_GIVEN INFORMATION_.

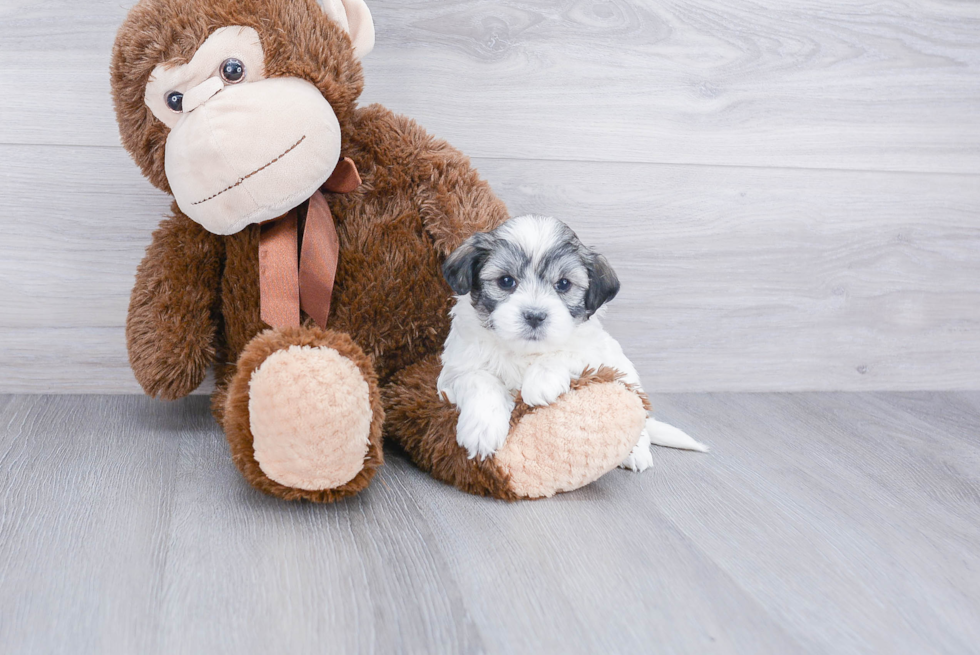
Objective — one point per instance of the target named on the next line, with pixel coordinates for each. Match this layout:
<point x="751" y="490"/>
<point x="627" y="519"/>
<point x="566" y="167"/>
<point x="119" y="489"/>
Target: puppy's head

_EXERCISE DESCRIPTION_.
Among the lines of the data above, find those with the word "point" and show them.

_RESPONSE AREA_.
Objective — one point per instance of the target named on the next line, with pixel coordinates for each. Match this layout:
<point x="751" y="490"/>
<point x="627" y="519"/>
<point x="566" y="167"/>
<point x="119" y="489"/>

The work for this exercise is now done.